Given request> Can you rewrite the items from the line that has "doorway in artwork" through the end of the items, changing "intersection tally" to "junction count" and keeping everything else the same, with the pictures left out of your answer?

Supplied entries>
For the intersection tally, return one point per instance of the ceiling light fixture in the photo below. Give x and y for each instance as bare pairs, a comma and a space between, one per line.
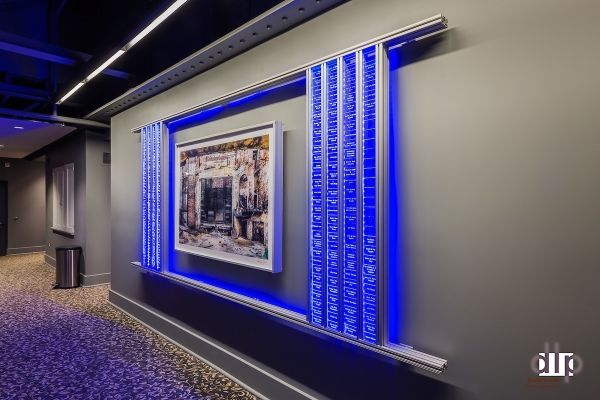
128, 46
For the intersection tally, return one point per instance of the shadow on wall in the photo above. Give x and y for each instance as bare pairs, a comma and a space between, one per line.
334, 368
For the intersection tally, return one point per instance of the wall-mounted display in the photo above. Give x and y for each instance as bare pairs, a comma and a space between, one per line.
63, 198
228, 197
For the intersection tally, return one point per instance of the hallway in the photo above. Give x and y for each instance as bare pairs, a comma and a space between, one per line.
71, 344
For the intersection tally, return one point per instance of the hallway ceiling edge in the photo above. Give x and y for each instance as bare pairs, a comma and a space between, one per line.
273, 22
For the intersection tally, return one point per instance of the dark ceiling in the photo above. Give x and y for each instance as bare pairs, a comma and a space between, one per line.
47, 46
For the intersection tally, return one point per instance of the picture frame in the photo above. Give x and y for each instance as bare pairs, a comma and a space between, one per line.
228, 196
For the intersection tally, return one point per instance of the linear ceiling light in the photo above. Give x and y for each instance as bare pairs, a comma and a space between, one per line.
128, 46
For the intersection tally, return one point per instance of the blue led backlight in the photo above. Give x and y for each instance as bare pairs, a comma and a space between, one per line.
332, 198
151, 196
344, 283
317, 283
369, 197
350, 285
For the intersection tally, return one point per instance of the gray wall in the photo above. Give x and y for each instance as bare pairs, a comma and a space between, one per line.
495, 137
97, 210
92, 203
71, 150
26, 219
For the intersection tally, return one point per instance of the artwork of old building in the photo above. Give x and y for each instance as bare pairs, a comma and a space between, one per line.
224, 196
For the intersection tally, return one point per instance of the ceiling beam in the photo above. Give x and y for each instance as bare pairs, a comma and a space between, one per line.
55, 54
53, 118
23, 92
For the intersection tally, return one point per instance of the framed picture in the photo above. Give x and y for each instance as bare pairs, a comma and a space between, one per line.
228, 203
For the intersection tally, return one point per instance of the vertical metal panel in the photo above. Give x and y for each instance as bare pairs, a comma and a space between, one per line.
369, 191
332, 201
350, 270
151, 141
317, 284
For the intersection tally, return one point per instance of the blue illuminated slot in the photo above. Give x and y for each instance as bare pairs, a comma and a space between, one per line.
332, 198
369, 198
350, 284
151, 196
316, 198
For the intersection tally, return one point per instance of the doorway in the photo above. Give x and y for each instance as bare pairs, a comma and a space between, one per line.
3, 217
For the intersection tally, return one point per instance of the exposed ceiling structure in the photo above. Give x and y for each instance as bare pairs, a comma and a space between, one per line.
19, 138
47, 46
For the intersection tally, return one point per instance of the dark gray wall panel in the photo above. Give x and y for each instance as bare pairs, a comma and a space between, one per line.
498, 170
26, 204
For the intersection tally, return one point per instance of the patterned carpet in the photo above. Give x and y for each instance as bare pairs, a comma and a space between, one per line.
71, 344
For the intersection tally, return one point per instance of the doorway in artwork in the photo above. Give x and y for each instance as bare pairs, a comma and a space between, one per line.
3, 217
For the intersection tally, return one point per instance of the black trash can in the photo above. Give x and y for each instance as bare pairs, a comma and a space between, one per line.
67, 266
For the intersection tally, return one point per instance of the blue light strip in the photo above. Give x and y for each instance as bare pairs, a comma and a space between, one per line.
332, 198
316, 197
350, 273
369, 196
151, 196
344, 283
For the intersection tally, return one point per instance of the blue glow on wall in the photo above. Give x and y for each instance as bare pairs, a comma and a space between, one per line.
350, 285
369, 196
396, 220
151, 140
316, 198
332, 201
174, 262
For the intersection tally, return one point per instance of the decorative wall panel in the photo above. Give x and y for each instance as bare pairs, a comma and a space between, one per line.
151, 139
343, 203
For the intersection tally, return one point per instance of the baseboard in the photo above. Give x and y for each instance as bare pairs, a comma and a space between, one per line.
95, 279
261, 380
25, 250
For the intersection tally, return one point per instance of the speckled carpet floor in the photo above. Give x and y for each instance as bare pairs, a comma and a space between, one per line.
71, 344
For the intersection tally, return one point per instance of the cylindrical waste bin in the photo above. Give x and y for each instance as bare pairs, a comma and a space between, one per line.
67, 266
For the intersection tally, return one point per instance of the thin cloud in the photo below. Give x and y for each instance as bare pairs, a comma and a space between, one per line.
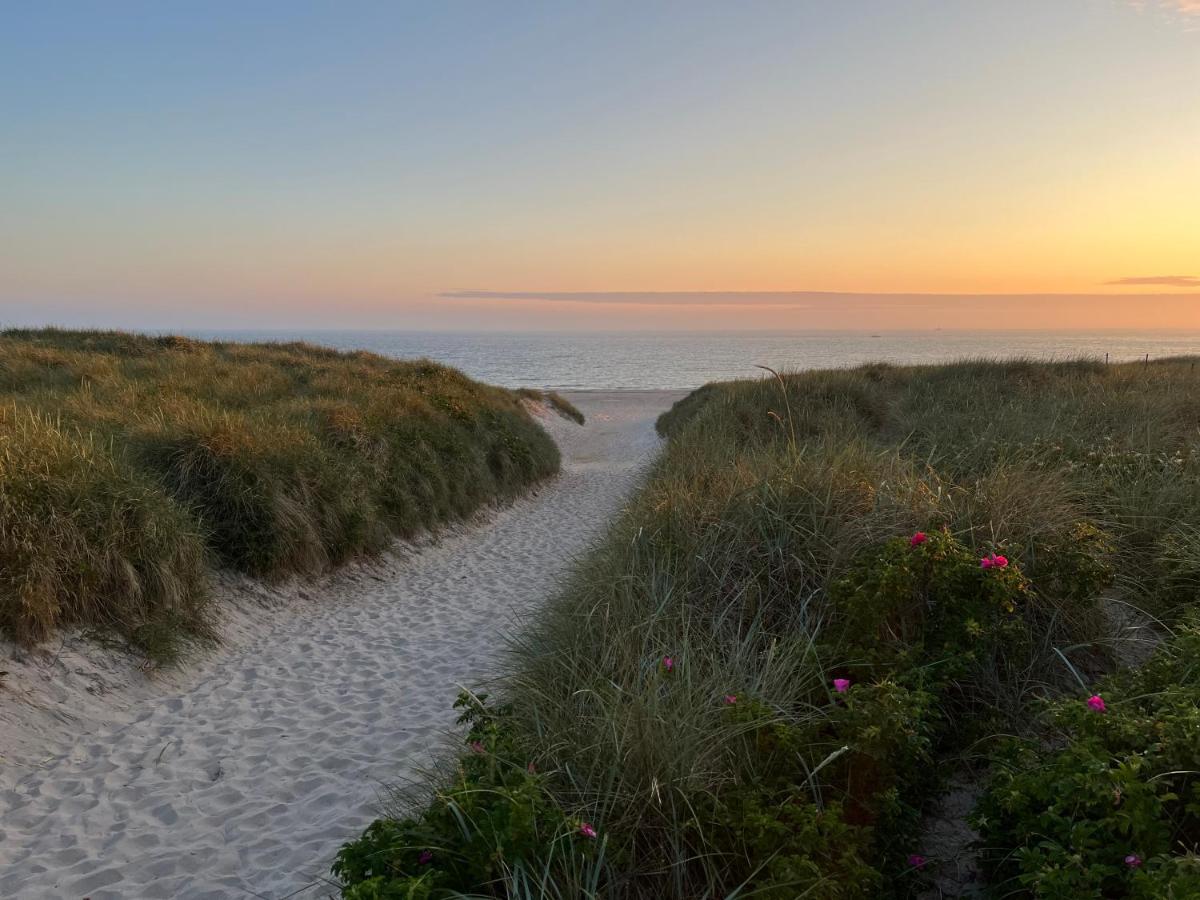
1187, 7
653, 298
816, 300
1167, 281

Output>
For the junction count, return one point per instance of the doorway in artwork in the photo above. Give x and y for each instance as bare pairs, a comma and a space between, one per line.
3, 217
For the junction count, return one point per instance of the black trash can in the photo above. Give x and y for each instance as bare pairs, a comma and a space between, one per line.
67, 266
For the junction count, return one point per instance of the blue light strip in the photo above. Give x and y for each instance as bare pairs, a comma and a space between, one per line.
332, 198
316, 197
350, 273
369, 196
151, 196
344, 283
For the junction count, return one point per instance of the blue glow on wall in the photo above. Give x and y for each instance as bare pairs, a comma and a space between, one per line.
350, 285
369, 196
396, 220
151, 140
316, 198
332, 201
174, 262
For the junction count, return one point per instance of the decorative wall panel in the photo above. Give x and y for each instance as bare pairs, a comma and a space between, one per line.
151, 139
343, 203
For the junction count, return one point per instance of the baseboard in the photo above. Give x and y for each instance as bare pairs, a comma and a space between, one per line.
95, 279
261, 380
25, 250
For the junction count, return one point per instance of the speckled carpet floor in the photo above. Give x and y for each instance as bare pairs, a comma and a space between, one per line.
71, 344
For the junction count, return one point per instance of the cylindrical waste bin in the photo above. Give x and y for each instance as bare pairs, a comma and a space between, one per line.
67, 266
For the junction count, return one point per instance of the thin cloud in the photo below. Give x and y for each instance as bare pairs, a comma and a space between, one per line.
1187, 7
653, 298
816, 300
1167, 281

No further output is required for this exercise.